**THE TASK**
Set down the line that contains "Objective — one dot per instance of the shoreline." and every line after it to the end of the entries, exactly as they stand and nothing more.

**RECORDS TO USE**
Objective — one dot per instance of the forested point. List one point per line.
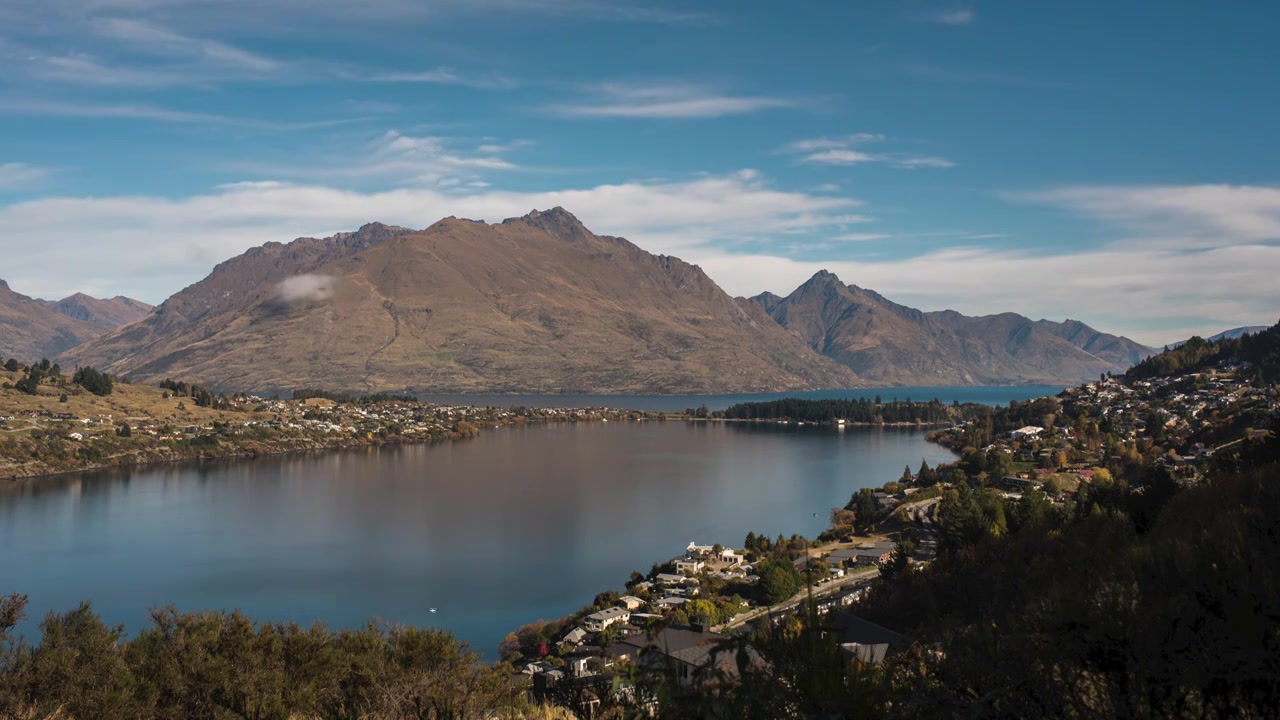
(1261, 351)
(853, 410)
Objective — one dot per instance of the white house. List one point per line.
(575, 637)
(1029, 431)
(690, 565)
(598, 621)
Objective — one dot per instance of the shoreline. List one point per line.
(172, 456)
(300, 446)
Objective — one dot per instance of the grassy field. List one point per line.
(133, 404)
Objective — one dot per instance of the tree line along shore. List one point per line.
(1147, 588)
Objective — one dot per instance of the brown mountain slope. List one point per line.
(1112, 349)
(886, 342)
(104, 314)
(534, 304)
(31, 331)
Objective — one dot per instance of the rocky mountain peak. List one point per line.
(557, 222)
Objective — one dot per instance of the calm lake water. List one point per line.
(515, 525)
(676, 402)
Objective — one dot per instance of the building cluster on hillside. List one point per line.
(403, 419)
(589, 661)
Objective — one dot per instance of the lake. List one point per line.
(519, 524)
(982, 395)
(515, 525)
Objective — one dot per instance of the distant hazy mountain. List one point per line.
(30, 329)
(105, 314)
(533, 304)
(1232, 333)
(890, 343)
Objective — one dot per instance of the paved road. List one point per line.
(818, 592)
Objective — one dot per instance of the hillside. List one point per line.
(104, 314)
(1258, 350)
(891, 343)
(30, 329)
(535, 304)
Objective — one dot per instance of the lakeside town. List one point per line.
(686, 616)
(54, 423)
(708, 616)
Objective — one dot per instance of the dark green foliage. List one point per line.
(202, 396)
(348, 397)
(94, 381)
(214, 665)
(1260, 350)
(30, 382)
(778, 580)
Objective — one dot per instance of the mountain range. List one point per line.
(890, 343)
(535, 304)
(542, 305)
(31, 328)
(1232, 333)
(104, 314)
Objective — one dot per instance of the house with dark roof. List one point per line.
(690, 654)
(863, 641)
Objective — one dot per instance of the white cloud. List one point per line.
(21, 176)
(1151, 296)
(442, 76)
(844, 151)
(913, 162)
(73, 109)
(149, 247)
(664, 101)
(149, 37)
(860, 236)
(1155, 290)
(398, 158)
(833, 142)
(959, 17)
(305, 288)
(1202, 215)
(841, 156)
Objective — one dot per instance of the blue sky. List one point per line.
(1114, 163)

**SOLUTION FOR THIS EXERCISE**
Objective — one dot per instance of the shoreline. List one point per line.
(172, 456)
(300, 446)
Objective — one dot per instance of the grassy field. List one point per line.
(133, 404)
Objective — one dot per instance of the tree line along shore. List one point per line.
(1147, 588)
Objective — one dot per instance of the brown mountain slope. List one point per line.
(1112, 349)
(886, 342)
(104, 314)
(534, 304)
(31, 331)
Objective — one dot per instance of the rocky mountain peak. List one point per line.
(557, 222)
Objective — one dot per instance of the calm lake water. List one point per line.
(515, 525)
(676, 402)
Objective — one dot per instance of the building cluster on hillside. List one point per line.
(403, 419)
(589, 661)
Objective — one dot per instance of the lake. List one point per line.
(519, 524)
(982, 395)
(515, 525)
Objective — one dot per instance of the distant hazy mountain. List one point per line.
(30, 329)
(105, 314)
(533, 304)
(1232, 333)
(890, 343)
Objective — one dot per instance of the paved road. List one point per line.
(818, 592)
Objective — one dot per instance of the hillside. List one point per line.
(104, 314)
(1258, 350)
(891, 343)
(30, 329)
(535, 304)
Objective — one dot per instance of the lakeside town. List one point per line.
(686, 616)
(54, 423)
(708, 616)
Objective — one dot per instance of the dark green foliage. List one point per line.
(202, 396)
(348, 397)
(94, 381)
(214, 665)
(1260, 350)
(30, 382)
(778, 580)
Objective — one dot per instance of the mountain range. List one point per line.
(890, 343)
(535, 304)
(542, 305)
(31, 328)
(1232, 333)
(104, 314)
Objective — one dot per instance of the house with dark roof. List one point per line.
(690, 654)
(863, 641)
Objective — one dot per instance of the white cloud. List one point per line.
(21, 176)
(1151, 296)
(442, 76)
(844, 151)
(913, 162)
(73, 109)
(149, 247)
(664, 101)
(149, 37)
(860, 236)
(1155, 290)
(398, 158)
(833, 142)
(959, 17)
(305, 288)
(1202, 215)
(841, 156)
Objective — one dot per instance of the blue sky. List one point per line.
(1114, 163)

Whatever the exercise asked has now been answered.